- **THE TASK**: Output each entry in full so that the result matches the data exactly.

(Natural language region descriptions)
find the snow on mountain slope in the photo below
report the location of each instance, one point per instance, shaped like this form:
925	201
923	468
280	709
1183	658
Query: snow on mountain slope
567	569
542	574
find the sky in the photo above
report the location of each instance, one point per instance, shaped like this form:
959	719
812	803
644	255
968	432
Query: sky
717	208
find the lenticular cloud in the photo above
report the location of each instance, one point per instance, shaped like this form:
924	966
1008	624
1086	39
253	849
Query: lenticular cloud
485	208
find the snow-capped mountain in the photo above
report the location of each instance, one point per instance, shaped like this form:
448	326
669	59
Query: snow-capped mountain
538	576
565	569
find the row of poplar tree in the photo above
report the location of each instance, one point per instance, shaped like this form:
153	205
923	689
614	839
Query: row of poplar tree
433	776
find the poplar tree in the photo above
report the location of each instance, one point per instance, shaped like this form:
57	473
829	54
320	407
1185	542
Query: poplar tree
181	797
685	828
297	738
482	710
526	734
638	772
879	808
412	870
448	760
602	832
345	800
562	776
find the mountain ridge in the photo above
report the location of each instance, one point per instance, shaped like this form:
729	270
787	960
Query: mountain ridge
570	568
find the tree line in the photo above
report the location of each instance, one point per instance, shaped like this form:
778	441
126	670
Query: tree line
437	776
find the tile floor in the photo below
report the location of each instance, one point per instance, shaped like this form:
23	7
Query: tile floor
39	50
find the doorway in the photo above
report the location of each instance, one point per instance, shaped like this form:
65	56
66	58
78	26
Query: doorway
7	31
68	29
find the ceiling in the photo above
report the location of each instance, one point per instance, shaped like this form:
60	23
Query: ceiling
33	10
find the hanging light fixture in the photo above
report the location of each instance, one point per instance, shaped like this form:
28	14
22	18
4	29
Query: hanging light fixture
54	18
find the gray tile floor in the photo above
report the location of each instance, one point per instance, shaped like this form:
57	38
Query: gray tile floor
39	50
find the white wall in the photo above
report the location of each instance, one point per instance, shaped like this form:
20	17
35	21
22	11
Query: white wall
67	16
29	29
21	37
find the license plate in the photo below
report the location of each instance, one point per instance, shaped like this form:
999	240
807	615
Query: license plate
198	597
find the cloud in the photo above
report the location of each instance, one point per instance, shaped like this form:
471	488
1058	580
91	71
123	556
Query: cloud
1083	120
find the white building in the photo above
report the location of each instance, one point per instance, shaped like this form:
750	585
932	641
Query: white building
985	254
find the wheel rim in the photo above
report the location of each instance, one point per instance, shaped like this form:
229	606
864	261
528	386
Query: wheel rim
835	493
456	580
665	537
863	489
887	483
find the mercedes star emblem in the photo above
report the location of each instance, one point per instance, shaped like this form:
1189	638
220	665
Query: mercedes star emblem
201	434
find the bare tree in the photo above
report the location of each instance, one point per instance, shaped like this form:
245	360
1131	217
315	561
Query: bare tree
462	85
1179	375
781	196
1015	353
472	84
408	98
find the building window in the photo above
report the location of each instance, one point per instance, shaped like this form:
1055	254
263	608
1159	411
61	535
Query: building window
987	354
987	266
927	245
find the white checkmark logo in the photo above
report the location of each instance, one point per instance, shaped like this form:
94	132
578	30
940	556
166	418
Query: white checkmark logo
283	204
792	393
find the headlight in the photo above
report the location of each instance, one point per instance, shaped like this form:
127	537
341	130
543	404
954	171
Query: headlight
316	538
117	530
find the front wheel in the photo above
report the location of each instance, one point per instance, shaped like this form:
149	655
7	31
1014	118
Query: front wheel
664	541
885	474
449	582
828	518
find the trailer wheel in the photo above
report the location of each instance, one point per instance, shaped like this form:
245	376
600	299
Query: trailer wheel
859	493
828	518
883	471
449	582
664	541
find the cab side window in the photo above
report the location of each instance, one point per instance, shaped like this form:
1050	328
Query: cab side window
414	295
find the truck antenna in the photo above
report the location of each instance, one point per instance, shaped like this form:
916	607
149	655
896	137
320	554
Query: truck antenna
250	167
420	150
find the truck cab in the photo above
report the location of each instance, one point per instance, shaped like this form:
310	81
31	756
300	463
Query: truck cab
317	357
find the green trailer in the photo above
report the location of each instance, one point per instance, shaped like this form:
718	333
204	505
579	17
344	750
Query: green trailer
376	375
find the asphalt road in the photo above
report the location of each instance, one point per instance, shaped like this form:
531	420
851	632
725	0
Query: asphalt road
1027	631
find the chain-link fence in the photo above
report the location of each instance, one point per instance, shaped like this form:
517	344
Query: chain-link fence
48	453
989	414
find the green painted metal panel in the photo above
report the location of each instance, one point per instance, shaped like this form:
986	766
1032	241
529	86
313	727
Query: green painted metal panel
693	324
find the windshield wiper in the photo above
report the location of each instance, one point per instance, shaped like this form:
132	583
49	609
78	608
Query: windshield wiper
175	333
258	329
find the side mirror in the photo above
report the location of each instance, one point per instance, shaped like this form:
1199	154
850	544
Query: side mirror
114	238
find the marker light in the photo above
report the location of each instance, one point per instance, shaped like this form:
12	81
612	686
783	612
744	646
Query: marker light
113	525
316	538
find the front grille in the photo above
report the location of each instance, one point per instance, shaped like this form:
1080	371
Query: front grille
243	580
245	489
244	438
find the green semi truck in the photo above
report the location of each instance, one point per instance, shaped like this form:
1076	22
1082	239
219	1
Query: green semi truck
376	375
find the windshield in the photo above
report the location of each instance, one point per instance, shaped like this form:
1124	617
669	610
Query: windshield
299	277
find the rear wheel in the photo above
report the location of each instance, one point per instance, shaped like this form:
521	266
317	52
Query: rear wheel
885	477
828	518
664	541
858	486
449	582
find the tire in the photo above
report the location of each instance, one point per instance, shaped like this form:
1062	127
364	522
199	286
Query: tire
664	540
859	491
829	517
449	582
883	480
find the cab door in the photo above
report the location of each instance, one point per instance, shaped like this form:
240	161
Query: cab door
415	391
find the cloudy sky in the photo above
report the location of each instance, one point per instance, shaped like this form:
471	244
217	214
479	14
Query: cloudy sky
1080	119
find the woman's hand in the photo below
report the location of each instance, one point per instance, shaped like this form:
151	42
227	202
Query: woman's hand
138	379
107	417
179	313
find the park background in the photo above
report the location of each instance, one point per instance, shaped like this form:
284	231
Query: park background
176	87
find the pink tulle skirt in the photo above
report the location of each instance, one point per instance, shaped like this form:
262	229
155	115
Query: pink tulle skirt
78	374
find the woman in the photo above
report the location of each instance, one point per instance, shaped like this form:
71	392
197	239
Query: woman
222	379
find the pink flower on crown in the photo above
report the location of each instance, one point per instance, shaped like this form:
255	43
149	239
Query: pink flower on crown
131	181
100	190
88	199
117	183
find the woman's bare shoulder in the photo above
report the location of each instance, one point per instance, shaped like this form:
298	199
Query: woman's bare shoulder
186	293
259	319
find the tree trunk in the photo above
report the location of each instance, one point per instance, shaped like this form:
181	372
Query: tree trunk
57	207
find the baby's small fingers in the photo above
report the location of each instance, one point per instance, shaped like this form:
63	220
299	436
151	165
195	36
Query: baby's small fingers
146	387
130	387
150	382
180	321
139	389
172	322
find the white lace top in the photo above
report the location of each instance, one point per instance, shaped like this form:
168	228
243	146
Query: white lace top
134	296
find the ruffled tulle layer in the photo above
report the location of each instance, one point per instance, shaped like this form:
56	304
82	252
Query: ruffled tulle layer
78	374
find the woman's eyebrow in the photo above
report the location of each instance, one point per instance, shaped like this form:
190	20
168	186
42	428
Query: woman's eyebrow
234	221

- **RESULT**:
find the snow on mountain slope in the photo below
report the location of each instance, one point per instance, shaped like this form:
925	201
923	468
280	709
1183	658
Query: snow on mountain slope
567	569
542	574
find the sky in the photo above
report the location of each instance, one point per instance, shaped like this form:
959	719
812	803
644	255
968	432
Query: sky
717	208
find the lenticular cloud in the photo above
report the location of each instance, one point per instance, shaped like this form:
924	966
1008	624
1086	39
253	849
Query: lenticular cloud
485	208
find the snow-capped mountain in the photo above
report the location of each instance, one point per instance, shaped like this form:
448	326
669	59
Query: snow-capped mountain
538	576
565	569
find the row of poplar tree in the photo above
report the location of each instance, one point per instance, shaped like this form:
153	205
923	689
614	839
Query: row of poplar tree
433	776
find the poplar tree in the photo above
report the location of each instance, one point per instance, shaped like this form:
57	473
829	54
320	407
1185	542
Query: poplar tree
181	797
685	828
297	738
482	710
526	734
638	772
879	808
412	870
448	760
602	832
345	800
562	776
find the mountain ridge in the photo above
report the location of each instance, one point per instance, shaped like this form:
729	270
787	960
Query: mountain ridge
570	568
find the tree line in the photo above
report the location of each instance, one point per instance, shaped like this form:
778	441
126	670
Query: tree line
437	776
find the tile floor in the photo below
report the location of each instance, one point per instance, shaped like this form:
23	7
Query: tile floor
39	50
find the doorway in the photo above
report the location of each instance, one point per instance, shaped like this form:
65	56
66	58
78	26
Query: doorway
7	31
68	29
find the ceiling in the photo above
report the location of each instance, one point per instance, shaped like this form:
60	23
Query: ceiling
33	10
find the hanging light fixture in the photo above
report the location of each instance, one point per instance, shaped like this form:
28	14
22	18
4	29
Query: hanging light fixture
54	18
find the gray tile floor in the photo above
report the location of each instance, one point per instance, shaped like this form:
57	38
Query: gray tile floor
39	50
find the white wall in the photo above
report the location of each instance, one point per instance, shaped like this form:
20	17
35	21
22	11
Query: white wall
67	16
29	29
21	37
find the license plate in the photo below
report the location of each instance, one point per instance, shaped like this form:
999	240
807	615
Query: license plate
198	597
find the cloud in the photo above
report the location of each instance, one point per instance, shaped like this form:
471	488
1058	580
91	71
123	556
Query: cloud
1083	120
find the white building in the photo above
report the location of each instance, one point per instance, shaped like this form:
750	585
932	641
Query: white building
985	254
find the wheel rim in the photo above
report the location of each instance, one point per instance, shaped like this form:
229	606
864	261
528	386
Query: wheel rim
835	493
456	580
665	537
863	489
887	483
find the mercedes star emblem in the photo above
report the location of each instance, one point per instance, shaped like this form:
1189	638
220	665
Query: mercedes star emblem
201	434
find the bare tree in the photo above
report the location of each instance, one point per instance, shaped like this form:
245	360
1131	217
315	561
Query: bare tree
462	85
1179	375
781	196
1015	353
472	84
408	98
find the building window in the photo above
report the location of each instance, one point per instance, shaped like this form:
1055	254
263	608
1159	411
61	535
Query: building window
987	354
987	266
927	245
find the white checkmark logo in the photo above
report the location of each instance, one point per instance, shaped like this form:
94	132
578	30
940	556
166	418
Query: white checkmark logo
283	204
792	393
find the headlight in the photo above
report the location of each instance, one point per instance, shaped like this form:
127	537
341	130
543	404
954	171
Query: headlight
316	538
117	530
find the front wheel in the photo above
report the location of each instance, one point per instance, shaped like this form:
149	655
7	31
1014	118
Query: front wheel
664	541
885	474
449	582
828	518
find the trailer wheel in the photo above
report the location of each instance, one point per instance, shaped like this form:
245	376
600	299
Query: trailer wheel
859	493
828	518
883	471
449	582
664	541
find the cab side window in the photo above
report the location of each instance, one point per instance, shaped like this form:
1050	328
Query: cab side window
414	295
find the truck antenna in the photo above
report the location of each instance, one point per instance, shaped like this form:
916	607
149	655
896	137
320	554
Query: truck antenna
250	167
420	150
find the truck cab in the photo above
report the location of each instance, one point per instance, shaped like this form:
310	81
31	756
300	463
Query: truck cab
317	357
find the green trailer in the photo above
report the location of each instance, one point per instance, shaped like this form:
718	333
204	505
579	17
344	750
Query: green trailer
376	375
find the asphalt road in the photo above
report the location of each instance, one point per instance, shaped like this form:
531	420
851	632
725	0
Query: asphalt road
1027	631
find the chain-link fence in the photo above
report the location of each instance, one point per instance, shaped like this form:
517	344
Query: chain-link fence
48	453
989	414
find the green painted metal panel in the photo above
report the location of each instance, one point per instance, shaped like this form:
986	766
1032	241
529	86
313	727
Query: green painted metal panel
693	324
find the windshield wiper in the photo above
report the location of each instance, one point per instance, shaped like this form:
132	583
49	609
78	608
Query: windshield wiper
175	333
258	329
find the side mirror in the photo above
report the location of each instance, one point per instance, shaped like this form:
1199	154
850	544
Query: side mirror
114	238
find the marker light in the photo above
report the location of each instance, one point per instance, shaped like this form:
12	81
612	686
783	612
744	646
Query: marker light
113	525
316	538
find the front grille in the photo above
report the location of each instance, one point per instance, shaped like this form:
1080	371
Query: front grille
243	580
245	489
244	438
find the green semi truck in the photo above
report the location of each instance, one point per instance, shaped like this form:
1076	22
1082	239
219	1
Query: green semi truck
376	375
find the windshield in the photo above
report the location of each instance, one point per instance, shaped like this form:
1124	617
669	610
Query: windshield
299	277
find the rear wheel in the photo above
report the location of each instance, one point per instance, shaped like this form:
521	266
317	52
Query: rear wheel
885	477
828	518
664	541
858	486
449	582
find the tire in the photo above
report the location of each instance, one point per instance, shaped like this form:
1062	127
364	522
199	286
Query: tire
664	540
859	491
829	517
449	582
883	480
find the cab door in the photo above
report the location of each instance, one point per instance, shaped like this form:
240	161
Query: cab door
415	391
find the cloudy sky in the photo above
report the location of each instance, one point per instance, shaped like this form:
471	244
217	214
479	14
Query: cloudy sky
1080	119
find the woman's hand in the photo below
report the location of each instance, one point per instance, shaped like this form:
151	42
227	202
Query: woman's hand
138	379
107	417
179	313
find the park background in the photo above
report the location of each instance, one point per instance, shaped like this form:
284	231
Query: park background
176	87
find the pink tulle skirt in the photo above
report the location of each instance, one point per instance, shaped like this form:
262	229
155	115
Query: pink tulle skirt
78	374
find the woman in the photo above
report the location of each instance, one point per instance, shaped like this form:
71	392
197	239
Query: woman
222	379
find the pink flower on crown in the photo above
report the location of each instance, one point per instance, shaped like this form:
255	43
149	239
Query: pink flower on crown
131	181
100	190
88	199
117	183
find the woman's bare shoulder in the photo above
report the location of each instance, one point per instance, shaped like this form:
298	199
Query: woman's bare shoulder
186	293
259	319
find the tree trunk in the photo above
report the location of each instance, one point per instance, shaped like this form:
181	372
Query: tree trunk
57	207
find the baby's small fingers in the photo above
report the location of each instance, one point per instance, shaped like this form:
63	220
299	436
151	165
195	36
Query: baby's small fingers
146	387
130	387
150	382
180	321
139	389
172	322
find the white lace top in the photo above
report the location of each instance, one point per instance, shaped like this form:
168	228
243	146
Query: white lace top
134	296
find the ruffled tulle layer in the photo above
report the location of each instance, one point per instance, shaped like this form:
56	304
82	252
Query: ruffled tulle layer
78	374
find the woman's eyebrow in the photo above
report the location of each instance, one point per instance, shaped like this form:
190	20
168	186
42	428
Query: woman's eyebrow
234	221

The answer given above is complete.